- **TASK OBJECTIVE**
Please return the entries, omitting and altering nothing.

- **GIVEN RECORDS**
————
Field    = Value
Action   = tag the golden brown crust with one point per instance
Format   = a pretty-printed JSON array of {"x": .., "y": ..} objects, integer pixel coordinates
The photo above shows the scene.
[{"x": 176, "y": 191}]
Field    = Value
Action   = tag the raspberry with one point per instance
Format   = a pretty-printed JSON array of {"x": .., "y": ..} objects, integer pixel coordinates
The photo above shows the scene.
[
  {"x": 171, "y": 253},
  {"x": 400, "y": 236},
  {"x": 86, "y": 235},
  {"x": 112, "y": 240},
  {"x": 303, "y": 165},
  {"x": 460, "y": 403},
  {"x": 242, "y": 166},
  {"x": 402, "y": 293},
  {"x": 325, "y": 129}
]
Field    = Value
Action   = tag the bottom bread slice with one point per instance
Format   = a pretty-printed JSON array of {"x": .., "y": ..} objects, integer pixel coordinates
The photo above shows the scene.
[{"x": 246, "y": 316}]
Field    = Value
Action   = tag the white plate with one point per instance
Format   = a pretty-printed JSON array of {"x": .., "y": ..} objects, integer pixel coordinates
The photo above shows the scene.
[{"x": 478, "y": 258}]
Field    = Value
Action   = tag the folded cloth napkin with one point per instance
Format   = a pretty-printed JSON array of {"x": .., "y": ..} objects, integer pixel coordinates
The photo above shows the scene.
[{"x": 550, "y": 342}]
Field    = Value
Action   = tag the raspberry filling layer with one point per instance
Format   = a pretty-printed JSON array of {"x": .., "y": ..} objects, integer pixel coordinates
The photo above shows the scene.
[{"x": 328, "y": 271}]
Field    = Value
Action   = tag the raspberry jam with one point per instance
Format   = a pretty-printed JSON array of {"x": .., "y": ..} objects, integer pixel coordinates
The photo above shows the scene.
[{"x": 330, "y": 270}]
————
- **WRITTEN RESPONSE**
Field    = Value
Action   = tag the golden brown crust with one point per instance
Format   = a pretty-printed JSON array of {"x": .., "y": ..} objects, integer pixel coordinates
The photo above shows the scene.
[{"x": 176, "y": 191}]
Field    = Value
Action   = tag the raspberry with one point per instance
Format   = a pretty-printed JSON array of {"x": .., "y": ..} objects, integer pixel coordinates
The photo above shows the scene.
[
  {"x": 171, "y": 253},
  {"x": 400, "y": 236},
  {"x": 86, "y": 235},
  {"x": 112, "y": 240},
  {"x": 303, "y": 165},
  {"x": 460, "y": 403},
  {"x": 242, "y": 166},
  {"x": 402, "y": 293},
  {"x": 325, "y": 129}
]
Field    = Value
Action   = tag the bottom bread slice with one point per instance
Format   = a pretty-printed JSON array of {"x": .., "y": ..} objects, integer pixel coordinates
The photo above shows the scene.
[{"x": 246, "y": 316}]
Field    = Value
Action   = tag the white plate with one point per instance
Format   = a pretty-printed JSON array of {"x": .., "y": ..} objects, integer pixel coordinates
The photo above shows the scene.
[{"x": 478, "y": 258}]
Field    = Value
Action   = tag the folded cloth napkin with one point per instance
Format   = a pretty-printed JSON array of {"x": .., "y": ..} objects, integer pixel coordinates
The photo above shows the scene.
[{"x": 550, "y": 342}]
Field    = Value
Action   = tag the raspberry filling layer with one point per instance
Format   = a pretty-printed JSON array of {"x": .., "y": ..} objects, integer pixel coordinates
The photo above shows the scene.
[{"x": 328, "y": 271}]
Field    = Value
Action   = tag the raspberry jam with one point per instance
Format   = a pretty-printed JSON array of {"x": .., "y": ..} objects, integer pixel coordinates
The photo above shows the scene.
[{"x": 330, "y": 270}]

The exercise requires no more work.